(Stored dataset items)
:::::
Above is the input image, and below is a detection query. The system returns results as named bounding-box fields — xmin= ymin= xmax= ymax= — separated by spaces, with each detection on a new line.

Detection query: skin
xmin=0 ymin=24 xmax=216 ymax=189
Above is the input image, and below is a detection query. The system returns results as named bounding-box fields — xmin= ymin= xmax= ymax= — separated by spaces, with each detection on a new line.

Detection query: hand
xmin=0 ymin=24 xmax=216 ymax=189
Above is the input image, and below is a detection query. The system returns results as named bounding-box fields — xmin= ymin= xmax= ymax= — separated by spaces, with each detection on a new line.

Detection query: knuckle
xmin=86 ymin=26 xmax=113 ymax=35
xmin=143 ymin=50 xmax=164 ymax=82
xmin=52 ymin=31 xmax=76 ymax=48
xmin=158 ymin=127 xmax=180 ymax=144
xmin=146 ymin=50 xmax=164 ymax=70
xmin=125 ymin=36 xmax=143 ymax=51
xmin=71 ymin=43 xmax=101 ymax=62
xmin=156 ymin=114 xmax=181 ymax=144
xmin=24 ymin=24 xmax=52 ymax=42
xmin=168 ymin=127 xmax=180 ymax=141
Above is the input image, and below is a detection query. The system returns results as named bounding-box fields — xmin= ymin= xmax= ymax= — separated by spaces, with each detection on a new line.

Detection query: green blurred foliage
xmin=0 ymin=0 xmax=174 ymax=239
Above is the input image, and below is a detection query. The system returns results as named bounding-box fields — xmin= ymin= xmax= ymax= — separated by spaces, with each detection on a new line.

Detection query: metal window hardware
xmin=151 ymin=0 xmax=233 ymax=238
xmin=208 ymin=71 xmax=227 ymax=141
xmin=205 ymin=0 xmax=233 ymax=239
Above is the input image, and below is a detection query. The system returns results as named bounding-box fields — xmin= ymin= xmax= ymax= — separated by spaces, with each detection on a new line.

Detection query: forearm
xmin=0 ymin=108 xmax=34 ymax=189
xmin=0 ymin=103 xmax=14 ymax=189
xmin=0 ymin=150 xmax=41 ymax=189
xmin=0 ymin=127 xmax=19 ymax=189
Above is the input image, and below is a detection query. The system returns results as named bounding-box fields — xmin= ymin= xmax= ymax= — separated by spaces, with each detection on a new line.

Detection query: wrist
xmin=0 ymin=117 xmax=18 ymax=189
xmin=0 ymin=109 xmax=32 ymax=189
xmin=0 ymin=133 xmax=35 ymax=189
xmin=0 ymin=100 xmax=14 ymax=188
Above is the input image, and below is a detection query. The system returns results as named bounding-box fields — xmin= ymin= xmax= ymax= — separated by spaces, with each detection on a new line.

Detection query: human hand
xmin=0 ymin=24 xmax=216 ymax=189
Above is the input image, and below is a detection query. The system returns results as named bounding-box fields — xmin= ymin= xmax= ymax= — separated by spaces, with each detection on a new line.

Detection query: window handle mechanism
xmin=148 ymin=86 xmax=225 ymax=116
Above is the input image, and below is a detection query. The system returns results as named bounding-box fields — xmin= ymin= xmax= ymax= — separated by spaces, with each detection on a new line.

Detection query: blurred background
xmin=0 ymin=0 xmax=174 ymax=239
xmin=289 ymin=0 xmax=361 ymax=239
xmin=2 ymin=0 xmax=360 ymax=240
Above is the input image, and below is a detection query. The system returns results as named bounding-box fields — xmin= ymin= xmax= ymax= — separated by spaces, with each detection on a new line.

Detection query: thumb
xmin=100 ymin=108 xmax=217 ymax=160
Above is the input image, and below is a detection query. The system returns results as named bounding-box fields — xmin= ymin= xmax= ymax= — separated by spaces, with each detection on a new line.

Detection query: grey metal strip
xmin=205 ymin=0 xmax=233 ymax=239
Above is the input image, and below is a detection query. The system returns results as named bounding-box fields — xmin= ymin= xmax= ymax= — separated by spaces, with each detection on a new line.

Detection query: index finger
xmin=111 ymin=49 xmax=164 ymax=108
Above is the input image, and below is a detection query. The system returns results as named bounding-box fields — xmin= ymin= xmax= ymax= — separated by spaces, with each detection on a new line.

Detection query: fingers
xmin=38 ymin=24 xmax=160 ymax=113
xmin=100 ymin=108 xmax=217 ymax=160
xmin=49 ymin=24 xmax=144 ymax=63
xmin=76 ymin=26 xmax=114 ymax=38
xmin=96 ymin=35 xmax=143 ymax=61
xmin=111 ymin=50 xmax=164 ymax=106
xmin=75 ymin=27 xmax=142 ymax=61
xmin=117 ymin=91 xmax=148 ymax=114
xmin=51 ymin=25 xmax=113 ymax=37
:::::
How to complete this task
Each line of the data above must be restated word for word.

Finished exercise
Above is the input image, and below is a detection query. The system returns results as named bounding-box fields — xmin= ymin= xmax= ymax= — separated by spaces, with each detection on a new line.

Detection query: skin
xmin=0 ymin=24 xmax=216 ymax=189
Above is the input image, and below is a detection query. The system returns results as named bounding-box fields — xmin= ymin= xmax= ymax= — separated by spaces, with each detection on a new line.

Detection query: hand
xmin=0 ymin=24 xmax=216 ymax=189
Above is the input image, and below is a detection query. The system returns results as named bounding-box fields — xmin= ymin= xmax= ymax= — separated by spaces, with each detection on a new line.

Detection query: knuckle
xmin=86 ymin=26 xmax=113 ymax=35
xmin=143 ymin=50 xmax=164 ymax=82
xmin=52 ymin=31 xmax=76 ymax=48
xmin=158 ymin=127 xmax=180 ymax=144
xmin=146 ymin=50 xmax=164 ymax=70
xmin=125 ymin=36 xmax=143 ymax=51
xmin=71 ymin=43 xmax=101 ymax=62
xmin=156 ymin=114 xmax=181 ymax=144
xmin=24 ymin=24 xmax=52 ymax=42
xmin=168 ymin=127 xmax=180 ymax=141
Above is the input image, and below is a detection query. The system returns results as named bounding-box fields — xmin= ymin= xmax= ymax= — separated by spaces, with each detection on a new line.

Detection query: green blurred foliage
xmin=0 ymin=0 xmax=174 ymax=239
Above is the input image, and below is a detection query. The system returns results as named bounding-box fields — xmin= ymin= xmax= ymax= — separated by spaces, with each detection on a new line.

Detection query: metal window hardware
xmin=151 ymin=0 xmax=233 ymax=238
xmin=208 ymin=71 xmax=227 ymax=141
xmin=205 ymin=0 xmax=233 ymax=239
Above is the input image, and below is a detection query. The system returns results as named bounding-box fields — xmin= ymin= xmax= ymax= — separated by spaces, with each detection on a new line.

Detection query: forearm
xmin=0 ymin=108 xmax=34 ymax=189
xmin=0 ymin=103 xmax=14 ymax=189
xmin=0 ymin=150 xmax=41 ymax=189
xmin=0 ymin=127 xmax=19 ymax=189
Above is the input image, and below is a detection query. The system returns results as named bounding-box fields — xmin= ymin= xmax= ymax= — separated by spaces, with each detection on a new line.

Detection query: wrist
xmin=0 ymin=117 xmax=18 ymax=189
xmin=0 ymin=109 xmax=32 ymax=189
xmin=0 ymin=133 xmax=35 ymax=189
xmin=0 ymin=100 xmax=14 ymax=188
Above is the input image, and below is a detection query. The system returns results as named bounding-box fields — xmin= ymin= xmax= ymax= — separated by spaces, with each detection on a new line.

Detection query: human hand
xmin=0 ymin=24 xmax=216 ymax=189
Above is the input image, and below is a detection query. The system returns results as named bounding-box fields — xmin= ymin= xmax= ymax= — separated by spaces, with each detection on a new line.

Detection query: window handle mechanism
xmin=148 ymin=86 xmax=225 ymax=116
Above is the input image, and below is a detection query. The system returns results as named bounding-box fields — xmin= ymin= xmax= ymax= — separated by spaces, with each detection on a new line.

Detection query: blurred background
xmin=0 ymin=0 xmax=174 ymax=239
xmin=289 ymin=0 xmax=361 ymax=239
xmin=2 ymin=0 xmax=360 ymax=240
Above is the input image, and below is a detection query. The system returns results as named bounding-box fields — xmin= ymin= xmax= ymax= — separated by spaces, with each detection on a new line.

Detection query: thumb
xmin=100 ymin=108 xmax=217 ymax=160
Above is the input image, and below is a detection query. The system returns results as named bounding-box fields — xmin= ymin= xmax= ymax= — separated by spaces, with each detection on a new line.

Detection query: grey metal strip
xmin=205 ymin=0 xmax=233 ymax=239
Above is the input image, and below is a detection query. The system returns results as named bounding-box fields — xmin= ymin= xmax= ymax= — separated by spaces, with each detection on a new line.

Detection query: index finger
xmin=111 ymin=49 xmax=164 ymax=108
Above is the input image, and below is a detection query. The system returns results as named bounding-box fields — xmin= ymin= xmax= ymax= — separated by spaces, with each detection on a new line.

Detection query: fingers
xmin=38 ymin=24 xmax=160 ymax=113
xmin=100 ymin=108 xmax=217 ymax=160
xmin=49 ymin=24 xmax=144 ymax=63
xmin=76 ymin=26 xmax=114 ymax=38
xmin=96 ymin=35 xmax=143 ymax=61
xmin=111 ymin=50 xmax=164 ymax=106
xmin=75 ymin=27 xmax=142 ymax=61
xmin=117 ymin=91 xmax=148 ymax=114
xmin=51 ymin=25 xmax=113 ymax=37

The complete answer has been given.